LERNTEXT:
========================================================================
1957 erschien eine Hollywood-Verfilmung des Romans mit Ava Gardner als Lady Ashley. Dieser Film diente wiederum als Vorlage für eine zweiteilige TV-Miniserie mit demselben Titel. Mit Fiesta hob Hemingways Karriere als Schriftsteller ab. Bis heute gilt das Werk als sein bekanntester Roman. Nicht zuletzt das Thema der hoffnungslosen Nachkriegsgeneration hat viel Nachhall erfahren; so wurde Fiesta etwa während des Vietnamkriegs in den USA sehr beliebt.
Über den Autor
Ernest Hemingway ist nicht nur als einer der bedeutendsten und erfolgreichsten Schriftsteller des 20. Jahrhunderts bekannt, sondern auch wegen seines abenteuerlichen und teilweise glamourösen Lebens. Geboren am 21. Juli 1899 im amerikanischen Bundesstaat Illinois als Sohn eines Landarztes und einer Opernsängerin, lernt er schon als Kind von seinem naturbegeisterten Vater das Jagen und Angeln. Die Liebe zur Natur und das raubeinige Naturburschenimage, das er später kultiviert, rühren aus dieser Zeit. Seine berufliche Laufbahn beginnt er als Lokalreporter in Kansas City, und die Herkunft vom journalistischen, faktenorientierten Schreiben ist mitbestimmend für Hemingways typischen Stil. Am Ersten Weltkrieg nimmt er freiwillig als Sanitäter teil, nach dem Krieg schließt er sich in Paris einer Gruppe von Schriftstellern und Künstlern um Gertrude Stein an. Die Winter 1925 und 1926 verbringt er im österreichischen Montafontal, wo er den Roman The Sun Also Rises (Fiesta) schreibt, der 1926 erscheint und mit dem ihm sein literarischer Durchbruch gelingt. Hemingway bleibt auch Reporter und Kriegsberichterstatter, so im Griechisch-Türkischen Krieg 1922, im Spanischen Bürgerkrieg 1936–1939 und im Zweiten Weltkrieg. 1940 erscheint For Whom the Bell Tolls (Wem die Stunde schlägt). 1954 erhält er den Nobelpreis für die Novelle The Old Man and the Sea (Der alte Mann und das Meer, 1952). Hemingway sucht oft ganz bewusst die Nähe zu Gefahr, Abenteuer, Risiko; er liebt die Großwildjagd in Afrika und den Stierkampf und überlebt zwei Flugzeugabstürze. Seine Bücher schreibt er meist unter enormem psychischem Druck. Wie viele Schriftsteller seiner Zeit ist er alkoholkrank. Er sucht den Lebensgenuss in vollen Zügen, leidet aber auch unter Depressionen. Ernest Hemingway heiratet viermal und hat drei Söhne; die berühmteste Ehe ist die dritte mit Martha Gellhorn, einer ebenfalls bedeutenden Reporterin und Schriftstellerin. Mit ihr zusammen lebt er ab 1940 auf Kuba. In Idaho setzt Hemingway nach längerer Krankheit seinem Leben am 2. Juli 1961 durch einen Gewehrschuss selbst ein Ende – ähnlich wie bereits sein Vater und wie später seine Enkelin Margaux.
========================================================================
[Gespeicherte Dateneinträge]
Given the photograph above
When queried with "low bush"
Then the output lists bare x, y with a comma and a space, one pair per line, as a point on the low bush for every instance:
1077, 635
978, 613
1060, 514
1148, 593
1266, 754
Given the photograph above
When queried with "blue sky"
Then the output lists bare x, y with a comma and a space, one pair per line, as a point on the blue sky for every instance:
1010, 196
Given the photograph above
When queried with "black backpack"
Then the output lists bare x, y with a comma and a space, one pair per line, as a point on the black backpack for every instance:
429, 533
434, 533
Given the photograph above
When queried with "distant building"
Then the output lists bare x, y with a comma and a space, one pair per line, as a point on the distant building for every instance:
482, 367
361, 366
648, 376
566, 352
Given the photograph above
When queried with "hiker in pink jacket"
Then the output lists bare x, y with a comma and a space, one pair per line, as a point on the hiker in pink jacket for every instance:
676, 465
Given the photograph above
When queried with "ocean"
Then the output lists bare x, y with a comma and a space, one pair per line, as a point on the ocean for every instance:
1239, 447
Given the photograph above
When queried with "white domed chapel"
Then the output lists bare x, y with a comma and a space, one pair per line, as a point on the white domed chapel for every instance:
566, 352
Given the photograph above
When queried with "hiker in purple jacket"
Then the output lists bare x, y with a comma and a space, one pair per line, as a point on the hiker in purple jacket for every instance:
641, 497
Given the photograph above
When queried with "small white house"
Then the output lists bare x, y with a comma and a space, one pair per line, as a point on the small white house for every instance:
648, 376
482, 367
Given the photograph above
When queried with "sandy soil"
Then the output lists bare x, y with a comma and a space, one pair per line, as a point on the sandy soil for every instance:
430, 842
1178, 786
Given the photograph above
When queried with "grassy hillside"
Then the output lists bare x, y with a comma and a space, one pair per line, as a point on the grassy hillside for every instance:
========================================================================
ARBEITSAUFTRAG:
Welche Werke Hemingways nennt der Lerntext über Ernest Hemingway oben mit Titel? Geben Sie zu jedem Werk den englischen Titel, den deutschen Titel und das Erscheinungsjahr an.

ERGEBNIS:
- The Sun Also Rises (Fiesta), 1926
- For Whom the Bell Tolls (Wem die Stunde schlägt), 1940
- The Old Man and the Sea (Der alte Mann und das Meer), 1952